Problem details - Convert the lines from the one containing "For every instance of the blue" through the last line, inclusive, into a numbered list, omitting any blank lines.
-- begin --
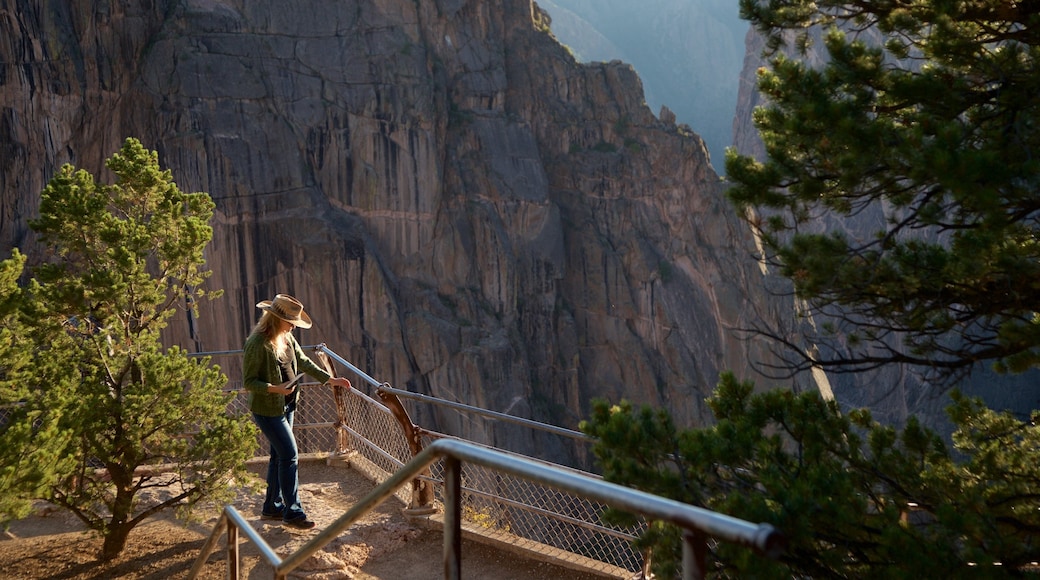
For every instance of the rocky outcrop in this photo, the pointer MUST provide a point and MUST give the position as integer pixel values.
(894, 392)
(465, 210)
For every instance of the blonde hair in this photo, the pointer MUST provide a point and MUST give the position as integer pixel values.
(270, 326)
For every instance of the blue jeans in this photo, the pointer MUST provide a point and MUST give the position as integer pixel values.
(283, 475)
-- end --
Task result -
1. For every instance of the blue jeans in this photo, the pointer MUST provide a point and MUST give the position as integer pixel values.
2. (283, 475)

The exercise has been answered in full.